Your answer should consist of each line below that includes the word "snow".

━━ Data for review ━━

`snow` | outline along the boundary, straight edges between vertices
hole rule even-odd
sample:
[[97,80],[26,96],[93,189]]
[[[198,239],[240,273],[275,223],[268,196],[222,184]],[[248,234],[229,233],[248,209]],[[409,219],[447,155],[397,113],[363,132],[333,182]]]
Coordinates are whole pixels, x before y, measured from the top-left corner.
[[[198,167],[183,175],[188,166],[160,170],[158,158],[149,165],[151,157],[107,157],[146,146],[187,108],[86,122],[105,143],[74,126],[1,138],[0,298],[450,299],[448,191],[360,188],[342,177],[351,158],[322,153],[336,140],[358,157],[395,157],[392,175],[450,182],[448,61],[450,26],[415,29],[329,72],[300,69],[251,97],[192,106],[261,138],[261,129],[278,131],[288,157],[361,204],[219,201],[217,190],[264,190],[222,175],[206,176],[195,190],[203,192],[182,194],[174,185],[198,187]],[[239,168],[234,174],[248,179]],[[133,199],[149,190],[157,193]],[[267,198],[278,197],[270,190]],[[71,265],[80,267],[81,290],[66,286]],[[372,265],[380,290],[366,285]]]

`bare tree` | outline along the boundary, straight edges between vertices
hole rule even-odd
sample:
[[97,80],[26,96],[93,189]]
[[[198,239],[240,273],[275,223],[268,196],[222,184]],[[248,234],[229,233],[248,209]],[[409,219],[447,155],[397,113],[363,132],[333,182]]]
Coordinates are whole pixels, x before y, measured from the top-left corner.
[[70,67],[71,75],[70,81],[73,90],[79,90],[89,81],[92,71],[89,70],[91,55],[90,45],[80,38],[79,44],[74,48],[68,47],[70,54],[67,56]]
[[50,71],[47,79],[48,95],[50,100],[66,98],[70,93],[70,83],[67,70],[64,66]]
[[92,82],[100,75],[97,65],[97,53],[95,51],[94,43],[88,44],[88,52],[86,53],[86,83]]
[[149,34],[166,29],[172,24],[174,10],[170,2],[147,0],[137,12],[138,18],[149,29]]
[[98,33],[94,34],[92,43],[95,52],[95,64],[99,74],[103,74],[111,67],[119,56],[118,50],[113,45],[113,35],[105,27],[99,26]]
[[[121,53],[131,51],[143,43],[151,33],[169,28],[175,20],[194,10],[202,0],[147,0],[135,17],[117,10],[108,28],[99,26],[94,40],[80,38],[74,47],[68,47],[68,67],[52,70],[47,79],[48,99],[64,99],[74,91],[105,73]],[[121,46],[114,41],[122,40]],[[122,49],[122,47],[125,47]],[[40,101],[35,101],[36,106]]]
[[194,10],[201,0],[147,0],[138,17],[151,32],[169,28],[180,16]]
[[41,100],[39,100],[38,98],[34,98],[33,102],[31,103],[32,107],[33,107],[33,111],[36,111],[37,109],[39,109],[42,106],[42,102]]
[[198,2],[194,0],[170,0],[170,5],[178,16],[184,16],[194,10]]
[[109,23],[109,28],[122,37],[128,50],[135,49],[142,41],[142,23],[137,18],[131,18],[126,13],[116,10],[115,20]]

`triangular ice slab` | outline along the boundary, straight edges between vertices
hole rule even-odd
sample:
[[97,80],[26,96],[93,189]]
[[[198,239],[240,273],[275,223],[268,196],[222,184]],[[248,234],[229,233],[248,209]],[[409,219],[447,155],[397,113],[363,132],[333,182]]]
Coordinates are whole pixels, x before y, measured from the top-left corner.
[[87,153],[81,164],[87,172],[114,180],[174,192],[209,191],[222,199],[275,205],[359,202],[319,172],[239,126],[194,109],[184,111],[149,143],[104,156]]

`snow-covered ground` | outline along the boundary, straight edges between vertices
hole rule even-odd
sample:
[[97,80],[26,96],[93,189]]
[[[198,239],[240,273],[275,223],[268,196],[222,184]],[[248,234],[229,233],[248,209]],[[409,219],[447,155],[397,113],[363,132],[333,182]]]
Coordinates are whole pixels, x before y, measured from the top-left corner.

━━━

Result of this exercise
`snow` | outline along the boundary, straight edges between vertices
`snow-covered ground` | outline along the boundary, straight edges between vertices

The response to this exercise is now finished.